***** GIVEN PASSAGE *****
Cyberchondriacs may be getting bad advice
Two stories out this week might make you think twice before you Google your latest strange symptom. Researchers at Microsoft looked into various health search terms that people used on search engines, hoping to develop a tool that would make their search engine a better advisor to people.
Web gives searchers medical schoolitis
The company found that when people search for diagnoses for their symptoms, they’re often led to the worst-case scenario rather than less dangerous and more plausible reasons for what ails them. Searching for a basic symptom was just as likely to bring back pages suggesting a dire reason for the problem as they were to bring back results about more benign reasons for a symptom.
For example searching for headaches will get you about as many pages linking headaches to brain tumors as saying headaches can be caused by caffeine withdrawal, even though brain tumors are very rare.
The study found that about 2 percent of all web searches are health related, and about a quarter of web searchers studies engaged in at least one health-related search during the study period. Of those, about a third went on to search for more information about a serious illness they might have convinced themselves was a possible explanation for their symptoms.
And more than half of 500 Microsoft employees who answered a survey about their searching habits said finding information about a scary disease had disrupted their normal activities at least once.
Relying on Wiki can lead to danger
Web searches about medical conditions and possible treatments often lead people to Wikipedia, that treasure-trove of user-generated content. But when it comes to medical advice, the website is often lacking, according to research from Nova Southeastern University in Palm Beach Gardens, Florida.
Researchers looked at the pages for 80 different drugs, and while they didn’t find a lot of factual errors on the site, there were many potentially dangerous omissions. For example, the page on the anti-inflammatory drug Arthrotec failed to mention it can cause miscarriages, and the HIV drug Prezista shouldn’t be taken with St. John’s Wort, since the herb can make the drug less effective, but that wasn’t mentioned, either.
Clearly most people aren’t getting prescriptions without talking to a doctor, but using Wikipedia for research and failing to tell your doctor all the other medications and herbs you’re taking could result in bigger problems than the ones you started with.
Researchers compared Wikipedia to Medscape Drug Reference, a free, peer-reviewed site, looking to find answers to 80 drug-related questions. Medscape could answer 82 percent of the questions, while Wikipedia only managed 40 percent. There were 48 errors of omission on the Wikipedia pages, compared to 14 on Medscape.
***** PROVIDED INFORMATION *****
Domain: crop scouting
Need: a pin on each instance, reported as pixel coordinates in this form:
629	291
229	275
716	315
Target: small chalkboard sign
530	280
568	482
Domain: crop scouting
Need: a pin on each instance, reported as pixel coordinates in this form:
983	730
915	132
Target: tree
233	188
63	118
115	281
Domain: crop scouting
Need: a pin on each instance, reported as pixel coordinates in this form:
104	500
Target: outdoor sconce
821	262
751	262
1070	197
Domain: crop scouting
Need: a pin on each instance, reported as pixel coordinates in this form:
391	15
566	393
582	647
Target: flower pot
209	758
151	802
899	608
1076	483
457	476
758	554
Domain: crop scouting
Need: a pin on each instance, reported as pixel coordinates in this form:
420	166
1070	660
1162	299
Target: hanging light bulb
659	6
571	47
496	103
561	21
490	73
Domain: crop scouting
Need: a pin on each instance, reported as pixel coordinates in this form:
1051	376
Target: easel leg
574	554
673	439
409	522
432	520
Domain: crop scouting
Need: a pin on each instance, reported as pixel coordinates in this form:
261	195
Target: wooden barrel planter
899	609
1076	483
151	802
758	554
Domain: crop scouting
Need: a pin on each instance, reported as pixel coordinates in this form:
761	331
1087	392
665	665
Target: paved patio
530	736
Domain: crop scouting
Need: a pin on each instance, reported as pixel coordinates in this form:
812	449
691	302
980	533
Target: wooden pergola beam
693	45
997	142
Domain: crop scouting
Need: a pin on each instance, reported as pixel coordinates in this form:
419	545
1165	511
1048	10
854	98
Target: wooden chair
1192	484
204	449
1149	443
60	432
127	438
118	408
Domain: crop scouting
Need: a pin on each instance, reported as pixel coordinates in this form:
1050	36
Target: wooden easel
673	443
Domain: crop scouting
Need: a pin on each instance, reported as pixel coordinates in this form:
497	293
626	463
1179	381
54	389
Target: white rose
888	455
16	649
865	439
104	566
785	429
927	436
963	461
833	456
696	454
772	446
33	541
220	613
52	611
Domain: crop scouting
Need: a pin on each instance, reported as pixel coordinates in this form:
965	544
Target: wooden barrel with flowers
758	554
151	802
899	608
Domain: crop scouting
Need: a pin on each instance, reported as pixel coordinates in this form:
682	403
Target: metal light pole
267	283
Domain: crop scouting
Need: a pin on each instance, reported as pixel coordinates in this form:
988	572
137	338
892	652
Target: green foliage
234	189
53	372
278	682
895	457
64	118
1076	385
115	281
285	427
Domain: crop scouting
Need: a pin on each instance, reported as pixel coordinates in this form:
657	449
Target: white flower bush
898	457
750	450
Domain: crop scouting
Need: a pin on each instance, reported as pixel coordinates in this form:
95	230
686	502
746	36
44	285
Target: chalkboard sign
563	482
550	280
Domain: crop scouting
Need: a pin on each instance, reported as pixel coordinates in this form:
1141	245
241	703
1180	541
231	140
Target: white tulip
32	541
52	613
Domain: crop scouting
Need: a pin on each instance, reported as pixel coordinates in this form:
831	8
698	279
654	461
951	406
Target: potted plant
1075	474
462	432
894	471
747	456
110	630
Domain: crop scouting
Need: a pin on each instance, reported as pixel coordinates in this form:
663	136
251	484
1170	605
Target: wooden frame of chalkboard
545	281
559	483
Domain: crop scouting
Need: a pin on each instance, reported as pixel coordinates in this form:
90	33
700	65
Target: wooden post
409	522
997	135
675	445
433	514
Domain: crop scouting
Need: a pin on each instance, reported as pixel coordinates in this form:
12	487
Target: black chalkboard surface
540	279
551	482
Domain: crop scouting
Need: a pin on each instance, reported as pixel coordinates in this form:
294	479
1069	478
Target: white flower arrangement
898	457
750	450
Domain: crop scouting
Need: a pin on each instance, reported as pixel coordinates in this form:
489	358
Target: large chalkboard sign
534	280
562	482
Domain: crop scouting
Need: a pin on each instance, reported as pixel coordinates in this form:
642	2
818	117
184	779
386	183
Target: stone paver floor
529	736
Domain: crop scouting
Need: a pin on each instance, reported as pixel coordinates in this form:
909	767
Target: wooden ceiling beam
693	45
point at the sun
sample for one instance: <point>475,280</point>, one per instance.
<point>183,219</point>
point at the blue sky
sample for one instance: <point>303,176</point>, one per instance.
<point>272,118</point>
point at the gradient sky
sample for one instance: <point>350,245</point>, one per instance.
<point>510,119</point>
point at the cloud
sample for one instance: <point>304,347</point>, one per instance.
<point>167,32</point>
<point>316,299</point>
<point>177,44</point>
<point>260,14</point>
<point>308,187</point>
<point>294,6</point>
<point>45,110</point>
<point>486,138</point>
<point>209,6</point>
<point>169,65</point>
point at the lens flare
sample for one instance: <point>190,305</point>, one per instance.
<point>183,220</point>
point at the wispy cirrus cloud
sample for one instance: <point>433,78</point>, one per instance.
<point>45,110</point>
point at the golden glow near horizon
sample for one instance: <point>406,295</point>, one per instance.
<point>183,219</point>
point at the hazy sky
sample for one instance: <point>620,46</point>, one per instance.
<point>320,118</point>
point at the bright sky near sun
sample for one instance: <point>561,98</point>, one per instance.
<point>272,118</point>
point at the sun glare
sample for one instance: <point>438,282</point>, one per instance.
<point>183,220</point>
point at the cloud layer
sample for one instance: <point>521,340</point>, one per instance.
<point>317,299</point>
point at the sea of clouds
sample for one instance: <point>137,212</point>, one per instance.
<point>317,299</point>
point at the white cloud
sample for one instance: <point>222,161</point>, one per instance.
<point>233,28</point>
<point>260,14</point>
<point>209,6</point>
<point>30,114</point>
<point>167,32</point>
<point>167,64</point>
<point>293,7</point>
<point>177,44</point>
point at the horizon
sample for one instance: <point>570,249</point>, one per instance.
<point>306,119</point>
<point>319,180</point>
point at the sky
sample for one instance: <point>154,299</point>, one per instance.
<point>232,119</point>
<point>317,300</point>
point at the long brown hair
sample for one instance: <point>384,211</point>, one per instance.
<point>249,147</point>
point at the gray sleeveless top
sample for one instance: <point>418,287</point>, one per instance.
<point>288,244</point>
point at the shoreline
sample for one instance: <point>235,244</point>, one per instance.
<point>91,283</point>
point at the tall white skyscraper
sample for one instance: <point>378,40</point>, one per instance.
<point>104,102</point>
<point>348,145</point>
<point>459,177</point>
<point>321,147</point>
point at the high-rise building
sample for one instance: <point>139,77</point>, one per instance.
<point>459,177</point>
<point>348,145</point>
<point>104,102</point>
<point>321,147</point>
*****
◆ **TASK TO CARRY OUT**:
According to the article on health searches, what percentage of the 80 drug-related questions could Wikipedia answer? The items have no connection to the article on health searches.

◆ **THE COMPLETED TASK**:
Wikipedia answered only 40 percent of them.